Dataset records
━━━━

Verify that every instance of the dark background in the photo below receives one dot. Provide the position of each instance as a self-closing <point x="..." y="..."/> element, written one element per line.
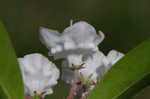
<point x="125" y="23"/>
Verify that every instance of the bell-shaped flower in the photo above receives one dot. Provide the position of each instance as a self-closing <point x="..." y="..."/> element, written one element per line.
<point x="88" y="71"/>
<point x="79" y="38"/>
<point x="39" y="74"/>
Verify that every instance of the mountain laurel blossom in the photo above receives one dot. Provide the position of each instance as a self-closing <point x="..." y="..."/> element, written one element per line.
<point x="84" y="64"/>
<point x="39" y="75"/>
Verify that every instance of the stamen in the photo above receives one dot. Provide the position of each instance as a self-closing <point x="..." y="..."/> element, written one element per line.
<point x="71" y="22"/>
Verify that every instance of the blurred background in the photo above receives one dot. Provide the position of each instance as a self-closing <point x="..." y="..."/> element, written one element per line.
<point x="126" y="23"/>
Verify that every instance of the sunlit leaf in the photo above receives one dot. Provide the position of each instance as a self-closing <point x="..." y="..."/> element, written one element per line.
<point x="127" y="77"/>
<point x="10" y="77"/>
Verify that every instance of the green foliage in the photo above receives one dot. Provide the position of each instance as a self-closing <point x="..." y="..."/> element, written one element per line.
<point x="10" y="77"/>
<point x="127" y="77"/>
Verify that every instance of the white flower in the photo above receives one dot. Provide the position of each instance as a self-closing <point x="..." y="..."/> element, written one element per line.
<point x="93" y="69"/>
<point x="39" y="74"/>
<point x="78" y="38"/>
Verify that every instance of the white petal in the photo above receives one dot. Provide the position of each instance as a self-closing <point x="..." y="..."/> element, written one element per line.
<point x="79" y="38"/>
<point x="39" y="74"/>
<point x="113" y="56"/>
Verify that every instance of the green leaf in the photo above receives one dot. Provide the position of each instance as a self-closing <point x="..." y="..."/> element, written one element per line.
<point x="10" y="76"/>
<point x="127" y="77"/>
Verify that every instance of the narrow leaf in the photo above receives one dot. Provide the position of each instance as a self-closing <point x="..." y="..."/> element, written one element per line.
<point x="10" y="76"/>
<point x="127" y="77"/>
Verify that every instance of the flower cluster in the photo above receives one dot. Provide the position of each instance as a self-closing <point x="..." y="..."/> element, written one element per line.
<point x="84" y="64"/>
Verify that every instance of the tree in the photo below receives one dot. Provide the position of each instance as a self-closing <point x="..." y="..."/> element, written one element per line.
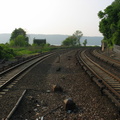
<point x="69" y="41"/>
<point x="78" y="34"/>
<point x="109" y="25"/>
<point x="73" y="40"/>
<point x="19" y="38"/>
<point x="85" y="42"/>
<point x="19" y="41"/>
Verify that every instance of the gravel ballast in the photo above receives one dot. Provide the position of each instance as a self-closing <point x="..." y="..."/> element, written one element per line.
<point x="40" y="101"/>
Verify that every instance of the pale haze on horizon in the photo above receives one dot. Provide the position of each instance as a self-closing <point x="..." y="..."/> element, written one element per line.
<point x="52" y="16"/>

━━━━

To be done
Repeat all of the data above word for word, minus the pictures.

Answer to this exercise
Verify that every instance of the dark background in the photo below receives one dot. Provide the position of each instance as a self-closing <point x="..." y="..."/> element, written one element per line.
<point x="125" y="23"/>
Verify that every instance of the bell-shaped flower in the photo above receives one dot. Provide the position of each instance as a self-closing <point x="..." y="..."/> element, written one element per line.
<point x="88" y="71"/>
<point x="79" y="38"/>
<point x="39" y="74"/>
Verify that every instance of the mountain laurel blossom in the photo above receives one dot. Provide the position of each instance as a self-closing <point x="..." y="..."/> element, written one element per line.
<point x="84" y="64"/>
<point x="39" y="75"/>
Verify that every instance of the stamen in the photo above receives one dot. Provide the position of each instance as a self-closing <point x="..." y="..."/> element, written one element per line.
<point x="71" y="22"/>
Verify that every instance of the blurred background in the photo above receives one dot. Provide the position of each instance as a self-closing <point x="..." y="..."/> element, written one element per line.
<point x="126" y="23"/>
Verify that every instance of the sunlit leaf in the photo above receives one dot. Provide the position of each instance as a self-closing <point x="..." y="..."/> element, written one element per line.
<point x="127" y="77"/>
<point x="10" y="77"/>
Verify that every instance of the green foliage in the photo above receives one dot. Provide the position of each instance as a self-closing <point x="..." y="..."/> element, written one element per line.
<point x="10" y="77"/>
<point x="127" y="77"/>
Verify that every instance of the white flower in the photo above receives one dot. Provide the position of each instance as a self-closing <point x="..." y="..."/> element, written one element per line.
<point x="93" y="69"/>
<point x="39" y="74"/>
<point x="78" y="38"/>
Verify that every instance of the white petal in the photo above receives one dot. Provide the position of each instance as a self-closing <point x="..." y="..."/> element, written one element per line.
<point x="79" y="38"/>
<point x="39" y="74"/>
<point x="113" y="56"/>
Verify that every instance of the green leaf in the photo above receives one dot. Provide the position of each instance as a self-closing <point x="..." y="..."/> element, written one element per line.
<point x="10" y="76"/>
<point x="127" y="77"/>
Verify that every instance of the narrow leaf in the photo above receives one dot. Provide the position of each instance as a self-closing <point x="..." y="..."/> element, written one element per line.
<point x="10" y="76"/>
<point x="127" y="77"/>
Verify that every instance of the flower cluster in the photo above receives one dot. Provide the position of each instance as a self-closing <point x="..." y="..."/> element, written one element per line.
<point x="84" y="64"/>
Verify that every instance of the tree in the photo below receives one dot. Provide the position of each instance as a self-closing <point x="..." y="..."/> element, written one element per line.
<point x="69" y="41"/>
<point x="78" y="34"/>
<point x="109" y="25"/>
<point x="73" y="40"/>
<point x="19" y="38"/>
<point x="85" y="42"/>
<point x="19" y="41"/>
Verify that every instance of the gravel ballast in the photo above receives one dot. Provide the position of each instance as a self-closing <point x="..." y="..."/> element, written one element per line.
<point x="40" y="101"/>
Verify that every instance of the pale haze on horizon in the photo above receives one dot. Provide the position of each instance as a self-closing <point x="..." y="..."/> element, written one element per line.
<point x="52" y="16"/>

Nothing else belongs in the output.